It is that same truth of the gospel that should serve as the compass by which believers in Jesus Christ navigate this sinful world in which we live, a world which, according to 1 John 5:19, “lies in the power of the evil one.” The phrase “the world” in that verse is speaking of the ungodly and unbiblical systems and means by which this world operates, which encompasses the worldly ideologies, philosophies, and, yes, theologies that come against God’s Word and his church. Believers in Jesus Christ are to have a gospel-centered—meaning a truth-centered—view of the world. Another way of saying that is that we are to have a biblical worldview about everything that comprises the world.
The early twentieth-century Dutch Reformed theologian Herman Bavinck framed that idea as follows:
Truth is objective; it exists independently of us. It does not direct itself toward us; we must direct ourselves toward it. But just as the wisdom of God became flesh in Christ, so should the truth also enter us. In the path of freedom, it [truth] must become our personal and spiritual property; through a living and true faith, it must become constitutive of our thinking and doing.
In asserting that the truth of the gospel become “constitutive of our thinking and doing,” Bavinck is exhorting Christians to develop—and consistently apply—a biblical worldview. For a Christian to possess and employ a biblical worldview is to filter everything about this world through the lens of what Scripture says about it. As J. C. Ryle writes in his classic book titled Holiness, “If a man does not realize the dangerous nature of his soul’s disease, you cannot wonder if he is content with false and imperfect remedies.”
Among those “false and imperfect remedies” the church faces today is critical race theory.
Critical Race Theory
No, you won’t find the term critical race theory in the Bible, but a primary reason critical race theory has become such a point of division, derision, and consternation within the evangelical church today is that many professing believers have failed to allow the gospel to, as Bavinck said, become “constitutive of our thinking and doing” and especially of our thinking. It is a failure which, I would argue, is largely attributable to our collective ignorance in the church of what the Word of God has to say about such unbiblical philosophies as critical race theory. To put it another way, our churches are full of people who read God’s Word but who don’t actually study it. As the late R. C. Sproul said, “Everyone’s a theologian.” Likewise, pastor John MacArthur said, “If we’re going to study the Bible, we’ve got to be committed to the fact that it needs to be studied.”

__Provided material__
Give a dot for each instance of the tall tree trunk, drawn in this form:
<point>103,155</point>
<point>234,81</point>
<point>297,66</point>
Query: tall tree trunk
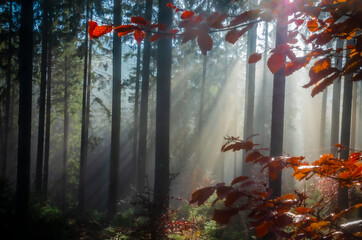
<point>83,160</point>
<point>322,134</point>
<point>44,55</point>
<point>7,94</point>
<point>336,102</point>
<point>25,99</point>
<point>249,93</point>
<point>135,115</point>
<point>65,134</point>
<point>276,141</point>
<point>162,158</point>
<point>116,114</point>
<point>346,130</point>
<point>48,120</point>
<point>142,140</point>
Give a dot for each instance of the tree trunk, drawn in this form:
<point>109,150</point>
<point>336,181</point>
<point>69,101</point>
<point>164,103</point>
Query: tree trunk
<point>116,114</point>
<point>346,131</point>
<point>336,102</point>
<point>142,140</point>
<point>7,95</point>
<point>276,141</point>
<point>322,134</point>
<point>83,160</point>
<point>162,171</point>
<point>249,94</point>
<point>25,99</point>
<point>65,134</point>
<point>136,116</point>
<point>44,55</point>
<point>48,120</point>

--

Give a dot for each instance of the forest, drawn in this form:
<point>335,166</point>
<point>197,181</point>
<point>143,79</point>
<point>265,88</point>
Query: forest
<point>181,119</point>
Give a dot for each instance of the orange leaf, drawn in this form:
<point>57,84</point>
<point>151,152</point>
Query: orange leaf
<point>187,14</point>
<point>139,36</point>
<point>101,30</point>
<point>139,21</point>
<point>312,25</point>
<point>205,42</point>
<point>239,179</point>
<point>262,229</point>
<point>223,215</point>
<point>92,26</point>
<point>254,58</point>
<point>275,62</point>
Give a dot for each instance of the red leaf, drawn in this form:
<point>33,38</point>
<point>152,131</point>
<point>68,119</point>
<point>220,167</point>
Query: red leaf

==

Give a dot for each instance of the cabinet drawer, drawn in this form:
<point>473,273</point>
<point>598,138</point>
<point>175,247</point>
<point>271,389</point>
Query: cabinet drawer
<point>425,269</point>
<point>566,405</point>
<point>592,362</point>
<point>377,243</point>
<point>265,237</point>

__About this task__
Please repeat the text on a biblical worldview from "It is that same" up to and including "comprises the world.". The lines stand apart from the text on a biblical worldview.

__Response__
It is that same truth of the gospel that should serve as the compass by which believers in Jesus Christ navigate this sinful world in which we live, a world which, according to 1 John 5:19, “lies in the power of the evil one.” The phrase “the world” in that verse is speaking of the ungodly and unbiblical systems and means by which this world operates, which encompasses the worldly ideologies, philosophies, and, yes, theologies that come against God’s Word and his church. Believers in Jesus Christ are to have a gospel-centered—meaning a truth-centered—view of the world. Another way of saying that is that we are to have a biblical worldview about everything that comprises the world.